### Provided data

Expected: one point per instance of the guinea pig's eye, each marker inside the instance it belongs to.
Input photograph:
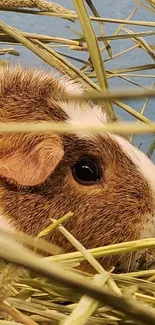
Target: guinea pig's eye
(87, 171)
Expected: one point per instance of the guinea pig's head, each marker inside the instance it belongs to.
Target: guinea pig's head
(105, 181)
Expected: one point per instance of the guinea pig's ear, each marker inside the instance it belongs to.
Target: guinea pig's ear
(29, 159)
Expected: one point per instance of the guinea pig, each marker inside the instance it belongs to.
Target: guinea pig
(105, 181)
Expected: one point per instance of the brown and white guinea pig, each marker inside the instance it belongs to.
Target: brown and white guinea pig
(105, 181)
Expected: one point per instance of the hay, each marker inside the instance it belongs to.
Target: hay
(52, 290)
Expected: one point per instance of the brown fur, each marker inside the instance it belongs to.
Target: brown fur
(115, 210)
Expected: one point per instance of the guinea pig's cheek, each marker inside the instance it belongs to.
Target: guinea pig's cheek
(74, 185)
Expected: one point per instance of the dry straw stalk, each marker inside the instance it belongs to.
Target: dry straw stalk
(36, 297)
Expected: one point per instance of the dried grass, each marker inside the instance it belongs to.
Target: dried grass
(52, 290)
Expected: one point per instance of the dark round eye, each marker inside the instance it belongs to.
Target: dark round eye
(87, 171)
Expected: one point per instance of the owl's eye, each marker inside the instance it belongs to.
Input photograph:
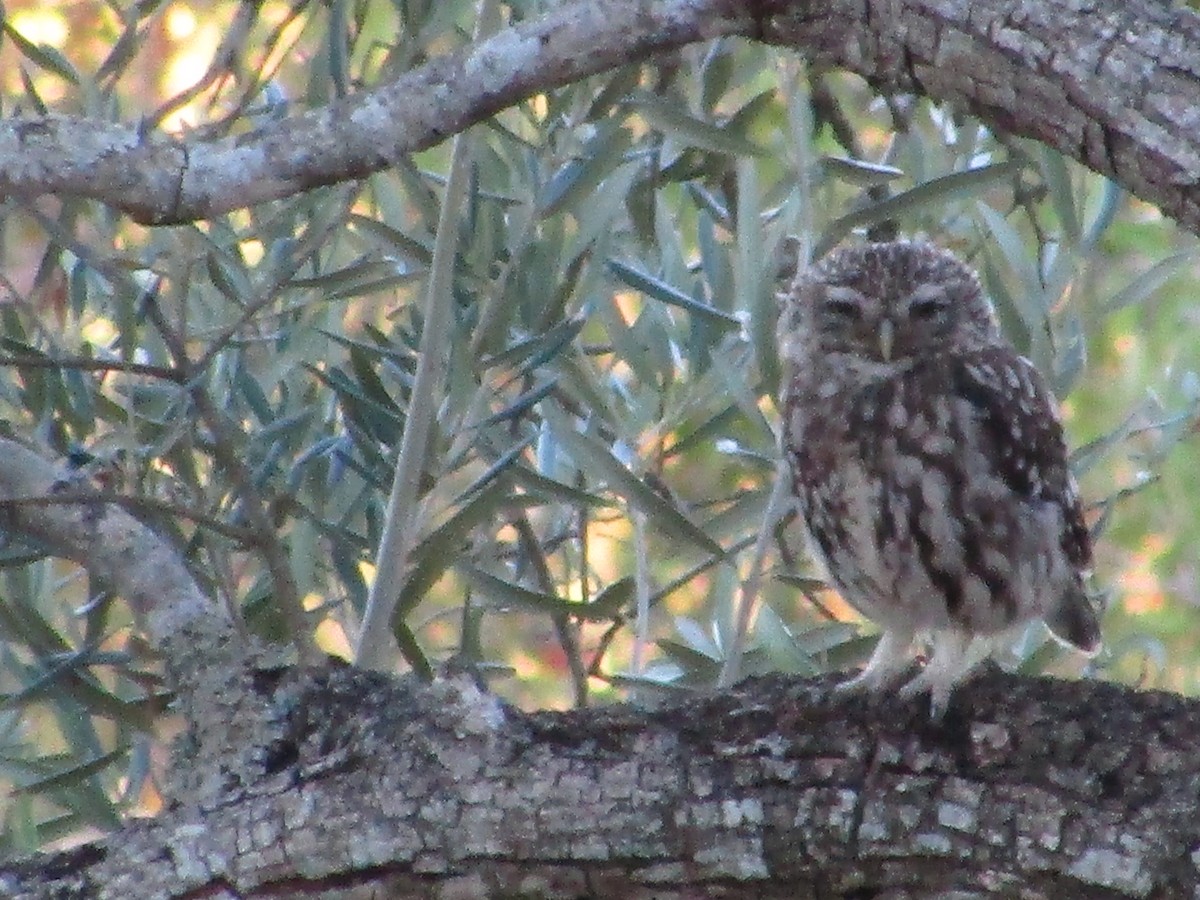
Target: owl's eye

######

- Brief: Which lines of the records above contain the word "belongs"? Report each one.

- Answer space:
Expected: one point per instance of the guinea pig's eye, each marker inside the instance it belongs to.
Expected: one point per instance of the guinea pig's head, each marker inside the instance it belongs to.
Expected: one point per instance of the guinea pig's ear, each marker inside the instance it belongs to.
Expected: one point per instance of the guinea pig, each marker inside the instance it belongs to.
Expected: one point per instance of the brown and white guinea pig, each marker inside the instance it belongs to.
Expected: one point per instance of the hay, each marker inside the instance it belongs to.
Expected: one point per instance of the brown fur, each marker inside the instance it belongs to.
Expected: one point per instance of the guinea pig's cheek, each marker inside the instance it belongs to.
Expected: one point per instance of the dry straw stalk, each marker inside the instance it belongs to.
Expected: one point per instance of the dried grass, each marker inside the instance it belongs to.
Expected: one point per instance of the dark round eye, each marker inside the instance it belongs to.
Expected: one point per instance of the owl's eye, each marker inside the instance it belongs to.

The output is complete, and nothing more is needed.